Begin PROVIDED RECORDS
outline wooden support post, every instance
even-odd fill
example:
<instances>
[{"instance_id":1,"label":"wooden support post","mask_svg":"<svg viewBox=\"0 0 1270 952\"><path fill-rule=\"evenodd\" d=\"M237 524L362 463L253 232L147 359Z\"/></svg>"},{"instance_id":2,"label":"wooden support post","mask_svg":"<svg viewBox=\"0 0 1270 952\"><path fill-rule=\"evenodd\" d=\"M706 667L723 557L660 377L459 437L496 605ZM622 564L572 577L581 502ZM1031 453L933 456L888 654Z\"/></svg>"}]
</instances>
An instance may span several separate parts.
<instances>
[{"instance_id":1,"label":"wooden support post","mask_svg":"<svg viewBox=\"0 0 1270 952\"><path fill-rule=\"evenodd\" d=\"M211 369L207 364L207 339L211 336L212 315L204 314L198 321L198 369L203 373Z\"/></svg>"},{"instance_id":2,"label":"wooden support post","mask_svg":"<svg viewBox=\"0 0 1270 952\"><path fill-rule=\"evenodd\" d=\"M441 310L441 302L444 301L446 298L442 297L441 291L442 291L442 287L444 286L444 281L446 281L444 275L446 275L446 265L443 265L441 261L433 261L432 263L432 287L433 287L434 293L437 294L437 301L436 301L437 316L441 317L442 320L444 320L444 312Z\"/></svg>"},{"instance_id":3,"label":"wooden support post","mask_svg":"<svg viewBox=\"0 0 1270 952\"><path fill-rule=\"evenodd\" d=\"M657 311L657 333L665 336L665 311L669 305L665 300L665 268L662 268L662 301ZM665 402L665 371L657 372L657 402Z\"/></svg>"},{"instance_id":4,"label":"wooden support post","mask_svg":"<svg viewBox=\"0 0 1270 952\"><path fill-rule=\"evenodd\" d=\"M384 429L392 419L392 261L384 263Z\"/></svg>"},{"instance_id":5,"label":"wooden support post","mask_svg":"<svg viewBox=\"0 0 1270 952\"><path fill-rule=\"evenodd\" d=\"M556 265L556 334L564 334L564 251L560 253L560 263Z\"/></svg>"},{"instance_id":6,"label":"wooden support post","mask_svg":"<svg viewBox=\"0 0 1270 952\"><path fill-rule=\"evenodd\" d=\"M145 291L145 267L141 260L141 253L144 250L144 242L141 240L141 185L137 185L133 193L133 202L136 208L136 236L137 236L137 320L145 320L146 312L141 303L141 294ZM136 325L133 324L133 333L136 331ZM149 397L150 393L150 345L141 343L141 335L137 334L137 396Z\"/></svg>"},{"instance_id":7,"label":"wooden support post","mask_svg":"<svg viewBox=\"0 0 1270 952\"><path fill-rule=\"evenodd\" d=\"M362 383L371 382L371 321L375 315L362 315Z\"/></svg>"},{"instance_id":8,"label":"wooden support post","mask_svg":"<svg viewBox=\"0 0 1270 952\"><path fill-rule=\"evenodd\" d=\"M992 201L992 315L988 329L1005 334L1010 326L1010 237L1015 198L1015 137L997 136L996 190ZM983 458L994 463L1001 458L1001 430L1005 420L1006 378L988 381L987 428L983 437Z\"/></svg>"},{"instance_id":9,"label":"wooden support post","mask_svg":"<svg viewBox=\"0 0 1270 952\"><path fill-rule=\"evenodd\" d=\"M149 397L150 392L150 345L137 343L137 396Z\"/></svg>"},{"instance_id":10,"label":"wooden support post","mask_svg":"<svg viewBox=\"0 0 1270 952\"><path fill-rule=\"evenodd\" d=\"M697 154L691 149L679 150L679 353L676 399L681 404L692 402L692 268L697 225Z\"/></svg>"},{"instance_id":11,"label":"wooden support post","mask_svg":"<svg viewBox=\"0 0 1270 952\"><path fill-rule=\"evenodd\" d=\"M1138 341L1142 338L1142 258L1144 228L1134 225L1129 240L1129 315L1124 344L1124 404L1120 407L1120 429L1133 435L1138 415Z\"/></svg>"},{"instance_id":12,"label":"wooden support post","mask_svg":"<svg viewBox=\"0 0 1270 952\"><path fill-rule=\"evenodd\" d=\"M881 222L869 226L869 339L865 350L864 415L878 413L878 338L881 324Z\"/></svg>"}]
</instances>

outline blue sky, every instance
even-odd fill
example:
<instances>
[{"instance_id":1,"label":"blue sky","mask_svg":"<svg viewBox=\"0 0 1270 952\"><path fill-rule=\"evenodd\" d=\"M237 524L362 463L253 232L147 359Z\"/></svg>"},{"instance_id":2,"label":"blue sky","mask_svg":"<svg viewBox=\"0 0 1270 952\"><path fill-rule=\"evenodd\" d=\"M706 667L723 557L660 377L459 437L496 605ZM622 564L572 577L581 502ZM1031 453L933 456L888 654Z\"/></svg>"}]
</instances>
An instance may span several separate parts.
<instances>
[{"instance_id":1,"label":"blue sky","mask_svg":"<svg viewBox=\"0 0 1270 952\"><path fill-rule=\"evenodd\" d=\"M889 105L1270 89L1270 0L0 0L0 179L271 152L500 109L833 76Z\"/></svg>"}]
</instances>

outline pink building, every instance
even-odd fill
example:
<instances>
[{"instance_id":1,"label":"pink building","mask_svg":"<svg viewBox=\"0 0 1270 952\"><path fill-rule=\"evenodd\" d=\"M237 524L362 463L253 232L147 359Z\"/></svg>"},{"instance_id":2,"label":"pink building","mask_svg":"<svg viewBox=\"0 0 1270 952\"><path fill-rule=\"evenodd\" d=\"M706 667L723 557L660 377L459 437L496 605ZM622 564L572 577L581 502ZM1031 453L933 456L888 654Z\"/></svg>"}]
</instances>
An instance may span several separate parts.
End PROVIDED RECORDS
WHAT YOU NEED TO DO:
Transcribe all of the lines above exactly, with nothing changed.

SOLUTION BELOW:
outline wooden support post, every instance
even-odd fill
example:
<instances>
[{"instance_id":1,"label":"wooden support post","mask_svg":"<svg viewBox=\"0 0 1270 952\"><path fill-rule=\"evenodd\" d=\"M237 524L362 463L253 232L147 359Z\"/></svg>"},{"instance_id":2,"label":"wooden support post","mask_svg":"<svg viewBox=\"0 0 1270 952\"><path fill-rule=\"evenodd\" d=\"M706 667L723 557L660 377L459 437L496 605ZM622 564L572 577L581 502ZM1031 453L933 456L888 654Z\"/></svg>"}]
</instances>
An instance may span several separate parts.
<instances>
[{"instance_id":1,"label":"wooden support post","mask_svg":"<svg viewBox=\"0 0 1270 952\"><path fill-rule=\"evenodd\" d=\"M211 369L207 364L207 339L211 336L212 315L204 314L198 321L198 369L203 373Z\"/></svg>"},{"instance_id":2,"label":"wooden support post","mask_svg":"<svg viewBox=\"0 0 1270 952\"><path fill-rule=\"evenodd\" d=\"M441 310L441 302L444 301L446 298L442 297L441 291L442 291L442 287L444 286L444 281L446 281L444 275L446 275L446 265L443 265L441 261L433 261L432 263L432 287L433 287L434 293L437 294L437 301L436 301L437 316L441 317L442 320L444 320L444 312Z\"/></svg>"},{"instance_id":3,"label":"wooden support post","mask_svg":"<svg viewBox=\"0 0 1270 952\"><path fill-rule=\"evenodd\" d=\"M657 311L657 333L665 336L665 311L669 305L665 300L665 268L662 268L662 301ZM665 402L665 371L657 372L657 402Z\"/></svg>"},{"instance_id":4,"label":"wooden support post","mask_svg":"<svg viewBox=\"0 0 1270 952\"><path fill-rule=\"evenodd\" d=\"M384 429L392 419L392 261L384 263Z\"/></svg>"},{"instance_id":5,"label":"wooden support post","mask_svg":"<svg viewBox=\"0 0 1270 952\"><path fill-rule=\"evenodd\" d=\"M556 265L556 334L564 334L564 251L560 253L560 263Z\"/></svg>"},{"instance_id":6,"label":"wooden support post","mask_svg":"<svg viewBox=\"0 0 1270 952\"><path fill-rule=\"evenodd\" d=\"M145 291L145 267L141 260L141 253L144 250L144 242L141 240L141 185L137 185L133 193L133 202L136 208L136 236L137 236L137 320L145 320L146 312L141 303L141 294ZM136 325L133 324L133 333L136 331ZM149 397L150 393L150 345L141 343L141 335L137 334L137 396Z\"/></svg>"},{"instance_id":7,"label":"wooden support post","mask_svg":"<svg viewBox=\"0 0 1270 952\"><path fill-rule=\"evenodd\" d=\"M362 383L371 382L371 321L375 315L362 315Z\"/></svg>"},{"instance_id":8,"label":"wooden support post","mask_svg":"<svg viewBox=\"0 0 1270 952\"><path fill-rule=\"evenodd\" d=\"M992 201L992 315L988 329L1005 334L1010 326L1010 237L1015 198L1015 137L997 136L996 190ZM983 458L994 463L1001 458L1001 430L1005 420L1006 378L988 381L987 428L983 437Z\"/></svg>"},{"instance_id":9,"label":"wooden support post","mask_svg":"<svg viewBox=\"0 0 1270 952\"><path fill-rule=\"evenodd\" d=\"M149 397L150 392L150 345L137 343L137 396Z\"/></svg>"},{"instance_id":10,"label":"wooden support post","mask_svg":"<svg viewBox=\"0 0 1270 952\"><path fill-rule=\"evenodd\" d=\"M697 154L691 149L679 150L679 353L676 399L681 404L692 402L692 268L697 225Z\"/></svg>"},{"instance_id":11,"label":"wooden support post","mask_svg":"<svg viewBox=\"0 0 1270 952\"><path fill-rule=\"evenodd\" d=\"M1138 341L1142 338L1142 258L1144 228L1134 225L1129 240L1129 315L1124 344L1124 404L1120 407L1120 429L1133 435L1138 415Z\"/></svg>"},{"instance_id":12,"label":"wooden support post","mask_svg":"<svg viewBox=\"0 0 1270 952\"><path fill-rule=\"evenodd\" d=\"M881 222L869 226L869 339L865 350L864 415L878 413L878 338L881 324Z\"/></svg>"}]
</instances>

outline blue sky, every instance
even-odd fill
example:
<instances>
[{"instance_id":1,"label":"blue sky","mask_svg":"<svg viewBox=\"0 0 1270 952\"><path fill-rule=\"evenodd\" d=\"M237 524L362 463L253 232L147 359Z\"/></svg>"},{"instance_id":2,"label":"blue sky","mask_svg":"<svg viewBox=\"0 0 1270 952\"><path fill-rule=\"evenodd\" d=\"M706 667L723 557L660 377L459 437L496 605ZM622 564L572 577L581 502ZM1031 453L933 456L888 654Z\"/></svg>"}]
</instances>
An instance may span several separate parts.
<instances>
[{"instance_id":1,"label":"blue sky","mask_svg":"<svg viewBox=\"0 0 1270 952\"><path fill-rule=\"evenodd\" d=\"M889 105L1270 89L1270 0L0 0L0 179L271 152L500 109L833 76Z\"/></svg>"}]
</instances>

outline pink building, every instance
even-odd fill
example:
<instances>
[{"instance_id":1,"label":"pink building","mask_svg":"<svg viewBox=\"0 0 1270 952\"><path fill-rule=\"evenodd\" d=\"M237 524L362 463L253 232L147 359Z\"/></svg>"},{"instance_id":2,"label":"pink building","mask_svg":"<svg viewBox=\"0 0 1270 952\"><path fill-rule=\"evenodd\" d=\"M706 667L723 557L660 377L459 437L496 605ZM622 564L572 577L581 502ZM1031 453L933 456L888 654Z\"/></svg>"}]
</instances>
An instance may span several separate parts.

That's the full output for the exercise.